Set problem >> Find every row below that contains the word "bird" with matching case, and copy each of those rows.

Stored rows >>

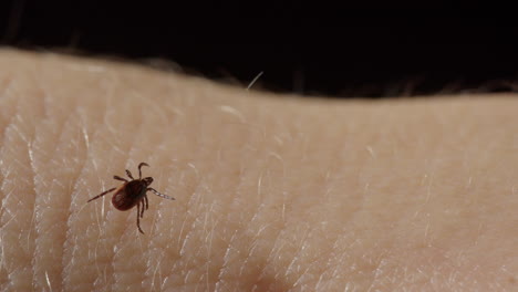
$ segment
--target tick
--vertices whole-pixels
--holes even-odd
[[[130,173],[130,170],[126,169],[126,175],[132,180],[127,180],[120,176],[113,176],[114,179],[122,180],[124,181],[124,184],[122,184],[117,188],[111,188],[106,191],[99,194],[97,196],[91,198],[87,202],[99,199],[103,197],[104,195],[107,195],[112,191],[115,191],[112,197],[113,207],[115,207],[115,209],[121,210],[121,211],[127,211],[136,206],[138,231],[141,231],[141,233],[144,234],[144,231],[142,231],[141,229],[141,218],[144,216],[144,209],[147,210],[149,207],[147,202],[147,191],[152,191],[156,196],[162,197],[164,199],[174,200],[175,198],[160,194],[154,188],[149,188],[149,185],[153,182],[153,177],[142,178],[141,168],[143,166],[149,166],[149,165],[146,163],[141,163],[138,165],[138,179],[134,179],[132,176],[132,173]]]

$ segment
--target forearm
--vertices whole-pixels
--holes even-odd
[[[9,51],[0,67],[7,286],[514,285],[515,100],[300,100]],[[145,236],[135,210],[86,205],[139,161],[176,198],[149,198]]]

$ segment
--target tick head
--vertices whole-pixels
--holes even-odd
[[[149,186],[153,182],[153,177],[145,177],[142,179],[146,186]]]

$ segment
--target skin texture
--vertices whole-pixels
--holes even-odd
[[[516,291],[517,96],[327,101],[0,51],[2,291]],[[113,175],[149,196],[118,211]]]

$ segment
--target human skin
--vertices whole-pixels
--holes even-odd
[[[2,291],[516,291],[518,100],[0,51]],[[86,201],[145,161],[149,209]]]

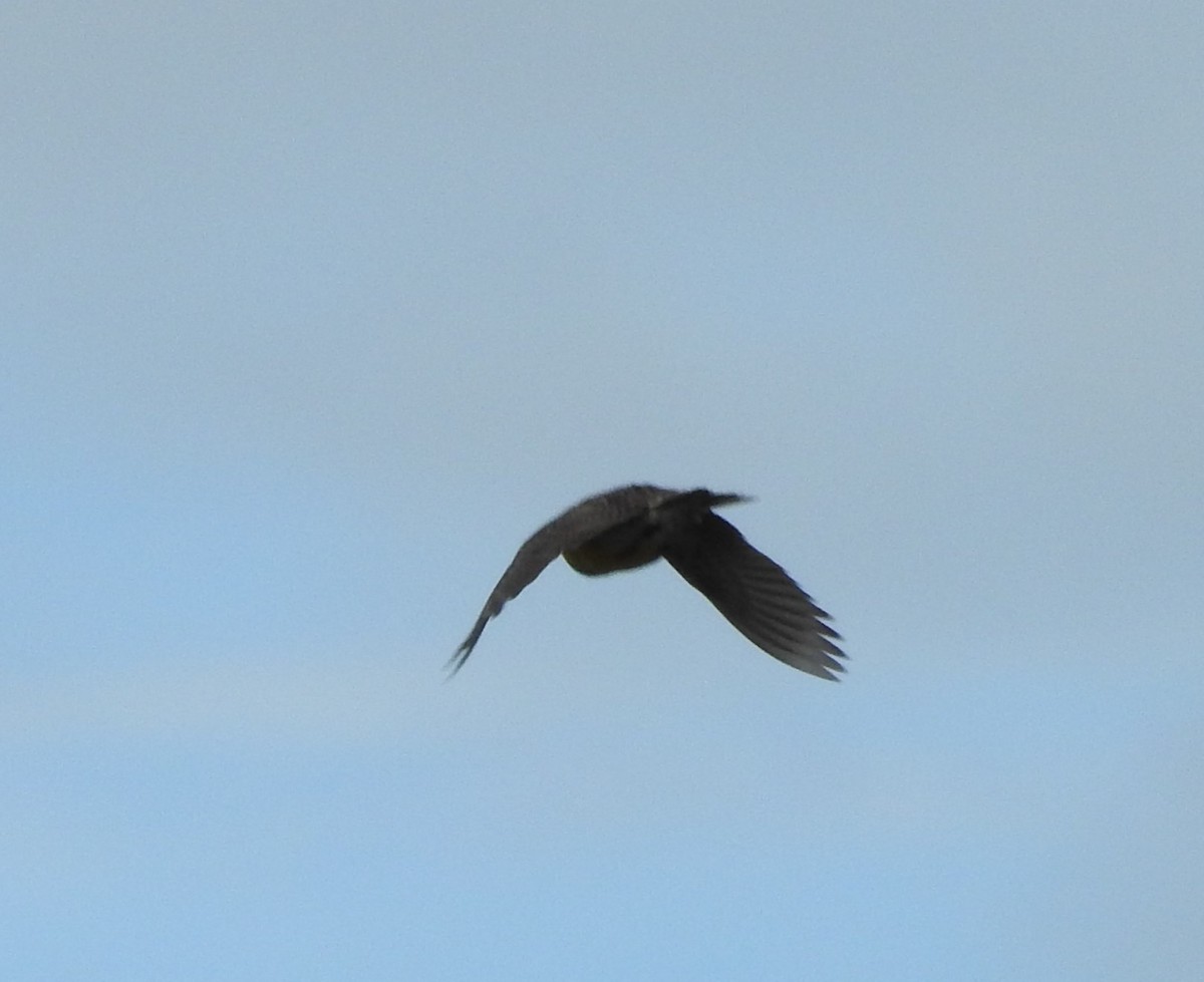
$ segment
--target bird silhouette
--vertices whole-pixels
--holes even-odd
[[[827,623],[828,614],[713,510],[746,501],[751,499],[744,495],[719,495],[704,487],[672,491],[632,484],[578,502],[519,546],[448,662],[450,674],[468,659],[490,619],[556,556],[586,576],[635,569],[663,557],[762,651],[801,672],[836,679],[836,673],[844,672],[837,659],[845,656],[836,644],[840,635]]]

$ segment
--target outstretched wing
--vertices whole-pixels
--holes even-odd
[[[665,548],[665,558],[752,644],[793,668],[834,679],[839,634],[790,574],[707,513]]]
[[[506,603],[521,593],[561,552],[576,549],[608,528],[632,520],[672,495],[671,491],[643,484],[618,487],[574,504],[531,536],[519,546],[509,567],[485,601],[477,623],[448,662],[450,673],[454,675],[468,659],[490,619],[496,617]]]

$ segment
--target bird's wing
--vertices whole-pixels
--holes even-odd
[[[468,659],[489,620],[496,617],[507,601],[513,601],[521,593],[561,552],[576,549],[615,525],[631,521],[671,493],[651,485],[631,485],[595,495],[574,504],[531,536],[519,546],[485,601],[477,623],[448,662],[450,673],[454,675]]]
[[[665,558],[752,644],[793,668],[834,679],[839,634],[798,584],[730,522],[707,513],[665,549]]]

---

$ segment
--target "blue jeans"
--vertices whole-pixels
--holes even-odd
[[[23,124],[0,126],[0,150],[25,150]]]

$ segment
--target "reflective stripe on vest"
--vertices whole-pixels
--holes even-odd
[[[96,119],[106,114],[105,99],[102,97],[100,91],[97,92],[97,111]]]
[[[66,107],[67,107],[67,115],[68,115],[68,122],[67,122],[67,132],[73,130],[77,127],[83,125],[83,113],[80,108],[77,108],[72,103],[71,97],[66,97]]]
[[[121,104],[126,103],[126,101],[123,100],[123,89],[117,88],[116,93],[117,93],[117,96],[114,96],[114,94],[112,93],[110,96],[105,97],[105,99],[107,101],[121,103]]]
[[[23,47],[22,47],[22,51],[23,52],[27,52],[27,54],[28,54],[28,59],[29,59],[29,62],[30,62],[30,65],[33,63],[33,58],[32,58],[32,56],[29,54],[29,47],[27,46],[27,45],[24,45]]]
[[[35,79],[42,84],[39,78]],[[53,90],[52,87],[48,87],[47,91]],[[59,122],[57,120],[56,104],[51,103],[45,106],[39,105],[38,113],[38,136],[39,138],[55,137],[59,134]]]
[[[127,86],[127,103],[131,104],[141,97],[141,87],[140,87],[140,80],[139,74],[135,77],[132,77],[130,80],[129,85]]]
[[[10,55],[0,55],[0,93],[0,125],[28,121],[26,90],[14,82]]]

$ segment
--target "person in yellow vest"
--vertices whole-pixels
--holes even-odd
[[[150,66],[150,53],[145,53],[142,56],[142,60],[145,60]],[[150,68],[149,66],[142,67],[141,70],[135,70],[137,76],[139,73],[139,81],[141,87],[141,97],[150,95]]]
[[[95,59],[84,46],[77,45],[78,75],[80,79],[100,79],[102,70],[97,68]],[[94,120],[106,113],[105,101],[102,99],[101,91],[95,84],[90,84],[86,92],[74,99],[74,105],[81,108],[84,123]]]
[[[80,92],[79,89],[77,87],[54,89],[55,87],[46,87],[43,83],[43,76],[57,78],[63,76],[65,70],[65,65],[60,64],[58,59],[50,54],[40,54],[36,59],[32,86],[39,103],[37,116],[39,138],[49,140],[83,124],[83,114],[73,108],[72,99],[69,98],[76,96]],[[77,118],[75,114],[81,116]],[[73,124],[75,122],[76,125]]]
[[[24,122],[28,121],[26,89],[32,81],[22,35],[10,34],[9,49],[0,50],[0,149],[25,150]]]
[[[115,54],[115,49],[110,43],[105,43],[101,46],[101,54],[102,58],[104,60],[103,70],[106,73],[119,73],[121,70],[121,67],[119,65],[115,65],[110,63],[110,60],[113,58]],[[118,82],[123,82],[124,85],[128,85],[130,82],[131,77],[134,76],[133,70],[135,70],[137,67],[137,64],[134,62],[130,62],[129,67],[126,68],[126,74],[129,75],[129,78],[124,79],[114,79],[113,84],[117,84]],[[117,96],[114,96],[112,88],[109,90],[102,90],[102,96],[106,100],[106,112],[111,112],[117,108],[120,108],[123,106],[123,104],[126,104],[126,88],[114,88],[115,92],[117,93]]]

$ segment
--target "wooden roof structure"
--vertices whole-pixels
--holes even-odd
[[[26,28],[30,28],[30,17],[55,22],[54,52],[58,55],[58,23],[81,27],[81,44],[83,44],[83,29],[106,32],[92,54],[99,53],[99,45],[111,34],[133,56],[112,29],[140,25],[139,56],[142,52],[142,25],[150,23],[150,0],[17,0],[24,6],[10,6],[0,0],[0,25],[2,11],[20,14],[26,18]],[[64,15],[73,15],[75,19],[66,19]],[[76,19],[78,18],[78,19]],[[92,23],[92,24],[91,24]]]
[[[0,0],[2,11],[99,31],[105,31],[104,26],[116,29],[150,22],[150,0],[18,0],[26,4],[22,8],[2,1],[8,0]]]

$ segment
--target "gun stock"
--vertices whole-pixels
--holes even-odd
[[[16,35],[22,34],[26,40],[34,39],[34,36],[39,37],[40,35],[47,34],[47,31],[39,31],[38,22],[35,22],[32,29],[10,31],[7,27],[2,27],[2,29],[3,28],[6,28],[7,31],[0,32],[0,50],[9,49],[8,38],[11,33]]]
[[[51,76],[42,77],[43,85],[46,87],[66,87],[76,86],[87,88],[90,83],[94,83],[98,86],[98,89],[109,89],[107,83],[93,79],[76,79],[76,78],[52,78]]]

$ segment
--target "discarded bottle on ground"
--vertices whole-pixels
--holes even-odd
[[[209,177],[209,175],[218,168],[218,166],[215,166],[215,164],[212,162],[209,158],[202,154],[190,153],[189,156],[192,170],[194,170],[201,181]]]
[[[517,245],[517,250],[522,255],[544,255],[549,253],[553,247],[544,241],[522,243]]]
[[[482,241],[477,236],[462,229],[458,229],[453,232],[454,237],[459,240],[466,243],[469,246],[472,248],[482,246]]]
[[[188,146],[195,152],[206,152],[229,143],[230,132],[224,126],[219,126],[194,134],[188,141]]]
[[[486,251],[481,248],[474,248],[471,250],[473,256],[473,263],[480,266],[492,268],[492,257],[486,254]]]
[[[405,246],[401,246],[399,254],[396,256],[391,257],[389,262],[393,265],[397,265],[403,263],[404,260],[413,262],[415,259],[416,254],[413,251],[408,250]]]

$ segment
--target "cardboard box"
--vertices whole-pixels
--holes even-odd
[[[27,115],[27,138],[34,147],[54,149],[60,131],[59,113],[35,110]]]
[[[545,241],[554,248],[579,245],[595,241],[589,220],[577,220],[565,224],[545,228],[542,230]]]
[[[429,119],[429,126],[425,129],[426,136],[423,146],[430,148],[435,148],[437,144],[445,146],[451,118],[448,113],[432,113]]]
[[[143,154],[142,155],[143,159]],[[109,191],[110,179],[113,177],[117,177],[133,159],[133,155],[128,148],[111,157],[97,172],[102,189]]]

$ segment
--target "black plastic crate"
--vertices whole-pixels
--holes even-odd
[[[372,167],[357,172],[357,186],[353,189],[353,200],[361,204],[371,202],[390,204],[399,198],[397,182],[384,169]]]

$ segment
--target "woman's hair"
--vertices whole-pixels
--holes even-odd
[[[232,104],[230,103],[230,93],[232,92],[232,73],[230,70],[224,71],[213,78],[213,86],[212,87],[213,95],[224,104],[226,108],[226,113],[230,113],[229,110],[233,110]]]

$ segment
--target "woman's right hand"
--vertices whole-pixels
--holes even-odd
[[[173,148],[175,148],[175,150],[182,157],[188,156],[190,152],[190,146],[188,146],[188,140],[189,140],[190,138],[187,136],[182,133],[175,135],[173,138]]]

Final answer >>
--target bird silhouette
--target bird's wing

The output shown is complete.